[Data items]
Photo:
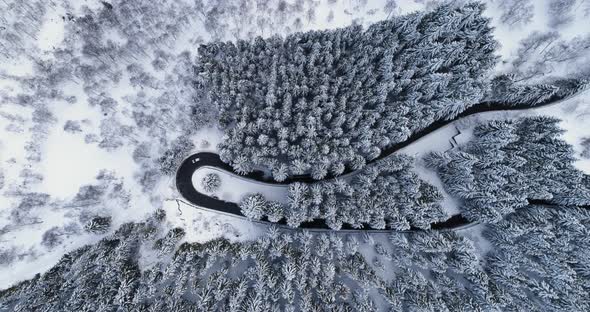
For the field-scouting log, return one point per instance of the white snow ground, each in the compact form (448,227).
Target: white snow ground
(234,187)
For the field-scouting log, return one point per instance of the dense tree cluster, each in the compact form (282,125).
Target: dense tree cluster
(508,163)
(386,194)
(278,272)
(537,262)
(322,100)
(211,182)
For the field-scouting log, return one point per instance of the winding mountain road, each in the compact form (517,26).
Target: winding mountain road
(192,163)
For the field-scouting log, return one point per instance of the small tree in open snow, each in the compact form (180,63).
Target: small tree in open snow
(211,182)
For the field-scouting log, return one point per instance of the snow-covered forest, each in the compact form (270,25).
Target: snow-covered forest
(101,101)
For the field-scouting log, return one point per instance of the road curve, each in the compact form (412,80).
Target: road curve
(192,163)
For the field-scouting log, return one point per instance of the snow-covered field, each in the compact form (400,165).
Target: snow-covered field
(46,171)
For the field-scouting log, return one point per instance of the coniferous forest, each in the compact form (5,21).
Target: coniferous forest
(316,102)
(294,155)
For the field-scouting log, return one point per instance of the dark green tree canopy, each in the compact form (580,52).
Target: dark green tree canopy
(320,100)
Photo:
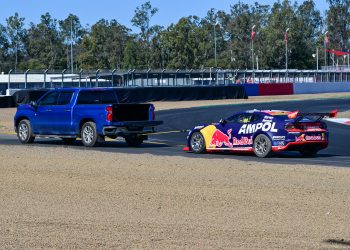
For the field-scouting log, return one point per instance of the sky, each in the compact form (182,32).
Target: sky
(89,12)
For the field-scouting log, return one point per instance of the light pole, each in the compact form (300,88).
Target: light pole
(286,41)
(215,56)
(316,56)
(325,47)
(252,44)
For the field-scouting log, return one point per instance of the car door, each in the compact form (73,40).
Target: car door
(237,130)
(43,118)
(62,114)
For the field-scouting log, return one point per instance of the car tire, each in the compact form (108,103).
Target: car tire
(133,140)
(25,132)
(89,135)
(262,146)
(308,152)
(197,143)
(69,141)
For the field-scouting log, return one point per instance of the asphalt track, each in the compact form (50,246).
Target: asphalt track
(337,154)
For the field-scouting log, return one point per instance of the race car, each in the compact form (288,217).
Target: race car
(263,132)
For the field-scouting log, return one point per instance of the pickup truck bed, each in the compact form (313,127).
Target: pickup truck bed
(89,114)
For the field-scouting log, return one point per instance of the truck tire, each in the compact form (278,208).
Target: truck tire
(262,146)
(89,135)
(25,132)
(134,140)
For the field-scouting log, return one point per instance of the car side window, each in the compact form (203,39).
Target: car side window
(50,99)
(65,97)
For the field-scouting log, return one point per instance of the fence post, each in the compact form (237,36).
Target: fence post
(113,71)
(45,72)
(9,81)
(26,78)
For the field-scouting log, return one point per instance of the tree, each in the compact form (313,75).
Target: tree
(45,45)
(16,35)
(72,32)
(104,46)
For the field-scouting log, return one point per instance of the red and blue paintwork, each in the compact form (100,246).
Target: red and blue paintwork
(287,131)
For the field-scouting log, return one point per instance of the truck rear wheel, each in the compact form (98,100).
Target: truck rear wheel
(89,135)
(134,140)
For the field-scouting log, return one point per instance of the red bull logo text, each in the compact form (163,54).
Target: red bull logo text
(219,139)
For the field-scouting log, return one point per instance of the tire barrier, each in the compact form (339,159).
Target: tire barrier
(276,89)
(251,89)
(315,88)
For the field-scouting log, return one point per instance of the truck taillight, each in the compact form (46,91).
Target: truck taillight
(109,116)
(153,112)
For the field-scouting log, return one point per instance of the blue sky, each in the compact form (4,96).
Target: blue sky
(170,11)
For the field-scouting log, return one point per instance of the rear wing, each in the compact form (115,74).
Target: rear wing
(299,116)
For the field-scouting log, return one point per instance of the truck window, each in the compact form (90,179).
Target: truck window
(50,99)
(65,98)
(96,97)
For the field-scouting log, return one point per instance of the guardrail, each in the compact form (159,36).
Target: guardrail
(29,79)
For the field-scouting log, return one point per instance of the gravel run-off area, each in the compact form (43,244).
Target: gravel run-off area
(61,197)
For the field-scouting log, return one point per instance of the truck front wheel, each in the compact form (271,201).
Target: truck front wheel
(25,132)
(134,140)
(89,135)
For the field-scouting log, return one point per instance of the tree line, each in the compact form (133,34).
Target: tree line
(245,37)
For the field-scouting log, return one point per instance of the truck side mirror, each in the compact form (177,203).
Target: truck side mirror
(34,104)
(223,121)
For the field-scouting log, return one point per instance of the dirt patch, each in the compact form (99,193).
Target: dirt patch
(66,198)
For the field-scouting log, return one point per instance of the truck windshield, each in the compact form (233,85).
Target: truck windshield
(96,97)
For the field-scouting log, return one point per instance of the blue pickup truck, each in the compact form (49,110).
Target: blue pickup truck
(89,114)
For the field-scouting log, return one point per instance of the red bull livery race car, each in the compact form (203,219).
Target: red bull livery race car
(263,132)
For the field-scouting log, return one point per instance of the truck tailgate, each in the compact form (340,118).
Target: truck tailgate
(132,112)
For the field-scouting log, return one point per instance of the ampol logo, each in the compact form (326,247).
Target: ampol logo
(219,138)
(252,128)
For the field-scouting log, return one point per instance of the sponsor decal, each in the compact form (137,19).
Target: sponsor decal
(304,137)
(313,138)
(300,138)
(268,119)
(252,128)
(243,141)
(219,138)
(278,138)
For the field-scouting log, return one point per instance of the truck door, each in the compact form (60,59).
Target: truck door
(44,120)
(63,114)
(53,116)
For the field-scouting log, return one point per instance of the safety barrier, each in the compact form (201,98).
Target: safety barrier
(322,87)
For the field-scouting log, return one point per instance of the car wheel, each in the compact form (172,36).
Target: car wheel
(25,132)
(133,140)
(262,146)
(89,135)
(308,152)
(68,141)
(197,143)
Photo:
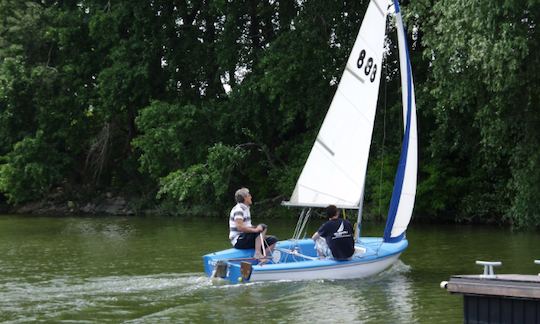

● **Your instructions**:
Your copy of the records must be exact and must contain no pictures.

● **Finished exercise**:
Photo:
For the field-scouting log, return one point per instance of the white snow ground, each in the compact form (448,227).
Target: white snow ground
(234,187)
For the field-scouting log, return one point per instance of the dense tree cluster, each in the compact form (282,125).
Target: dense tree cluster
(508,163)
(386,194)
(278,272)
(537,262)
(322,100)
(211,182)
For the field-scouting log, return one point per instance of the winding mountain road, each in the compact form (517,26).
Target: winding mountain road
(192,163)
For the field-scouting log, return one point per instance of the small tree in open snow, each in the compact form (180,63).
Target: small tree in open snow
(211,182)
For the field-scouting log, return one point per instance of the snow-covered forest, each in the compact form (270,25).
Target: snow-covered forest
(101,101)
For the field-scouting log, return one point per instance of the road curve, each in the compact form (412,80).
Target: road curve
(192,163)
For the field-scouting log, return one point per instance of the snow-covered field, each in the compact form (400,165).
Target: snow-covered field
(46,171)
For the field-scouting log, return one point per instance of the coniferous forest, each in the compact form (5,21).
Target: coniferous forest
(316,102)
(294,155)
For the field-scouting log, return one point per instance of the dark green tree canopy, each in the compact form (580,52).
Target: dark green tree canopy
(320,100)
Photo:
For the field-scouting log, return one point per instance of the sky, each in the compact form (182,32).
Target: sky
(89,12)
For the field-scouting log, return one point per instance of the light pole, each in the compact form (300,88).
Target: light pole
(286,41)
(215,56)
(316,56)
(325,47)
(252,44)
For the field-scouting log, return one point per instance of the car door, each in the compact form (73,40).
Target: car door
(237,130)
(43,118)
(62,114)
For the field-scouting log, return one point per instance of the car tire, each in the compact form (108,103).
Target: car tire
(133,140)
(25,132)
(89,135)
(262,146)
(308,152)
(197,143)
(69,141)
For the field-scouting log, return one point per instance of the asphalt track, each in the compact form (50,246).
Target: asphalt track
(337,154)
For the field-scouting log, return one point per instance of the race car, each in the compact form (288,217).
Target: race car
(263,132)
For the field-scouting log, return one point per instance of the pickup truck bed, each in the compact form (313,127).
Target: pickup truck bed
(89,114)
For the field-scouting log, return one point per instance of the truck tire, each in the compact form (278,208).
Target: truck tire
(262,146)
(89,135)
(25,132)
(134,140)
For the field-scouting log, return one point per instance of the car side window, each in the compact form (203,39).
Target: car side window
(50,99)
(65,97)
For the field-scouting log, return one point per instance of the fence post, each in the compact form (237,36).
Target: fence post
(113,71)
(45,72)
(9,81)
(26,78)
For the field-scouting log, return one point per instance of the tree, each in the compact form (313,75).
Target: tree
(45,45)
(16,35)
(72,32)
(104,46)
For the field-scouting log, return one point per instance of the red and blue paintwork, each in the compact form (100,246).
Target: red and blue paintwork
(287,131)
For the field-scouting log, return one point per instance of the truck rear wheel, each in the compact form (98,100).
Target: truck rear wheel
(89,135)
(134,140)
For the field-scouting log, return one point per instance of the red bull logo text, each in the compact form (163,54).
Target: red bull logo text
(219,139)
For the field-scouting log, return one point per instance of the tire barrier, each in the compact form (339,159).
Target: tire barrier
(276,89)
(251,89)
(315,88)
For the field-scouting log, return one point per instance of the truck taillight, each in the compact form (46,91).
Target: truck taillight
(109,116)
(153,112)
For the field-scouting log, return one point per instance of the blue sky, each in the compact form (4,96).
Target: blue sky
(170,11)
For the field-scouting log, return one point per instance of the rear wing, each in the compact form (115,74).
Target: rear wing
(299,116)
For the field-scouting log, return one point per instance of the truck window, each in the compact form (90,179).
Target: truck window
(50,99)
(65,98)
(96,97)
For the field-scouting log, return one point per instance of the guardrail, each in the compact form (159,36).
Target: guardrail
(29,79)
For the field-scouting log, return one point per instance of the gravel run-off area, each in the compact form (43,244).
Target: gravel run-off area
(61,197)
For the field-scouting log, return one point per instance of the truck front wheel, each in the compact form (271,201).
Target: truck front wheel
(25,132)
(134,140)
(89,135)
For the field-scouting log, return one point per instance of the tree line, each in the compact form (133,34).
Target: tree line
(245,37)
For the field-scouting log, return one point per instance of the truck side mirror, each in the compact form (177,203).
Target: truck side mirror
(34,104)
(223,121)
For the field-scouting log, return one point per instance of the dirt patch, each in the compact form (99,193).
Target: dirt patch
(66,198)
For the field-scouting log, return one point per instance of the truck windshield, each in the compact form (233,85).
Target: truck windshield
(96,97)
For the field-scouting log, return one point per instance of the blue pickup truck, each in the compact form (49,110).
Target: blue pickup truck
(89,114)
For the field-scouting log, return one point per instance of the red bull livery race car, each in the compact form (203,219).
Target: red bull livery race car
(263,132)
For the field-scouting log, return one point per instance of the truck tailgate, each in the compact form (340,118).
Target: truck tailgate
(132,112)
For the field-scouting log, return one point per instance of the ampol logo, each in the compact form (326,247).
Target: ampol logo
(219,138)
(252,128)
For the field-scouting log, return one point per instance of the sponsor decal, each in the compact form (137,19).
Target: sponsor decal
(304,137)
(313,138)
(300,138)
(268,119)
(252,128)
(243,141)
(219,138)
(278,138)
For the field-scouting log, return one point per instance of the truck door, each in the compact form (60,59).
Target: truck door
(44,120)
(63,114)
(53,116)
For the field-scouting log, return one point per instance of the safety barrier, each in the compact form (201,98).
Target: safety barrier
(322,87)
For the field-scouting log, return one point per instance of the car wheel, each in the compact form (172,36).
Target: car wheel
(25,132)
(133,140)
(262,146)
(89,135)
(308,152)
(68,141)
(197,143)
Photo:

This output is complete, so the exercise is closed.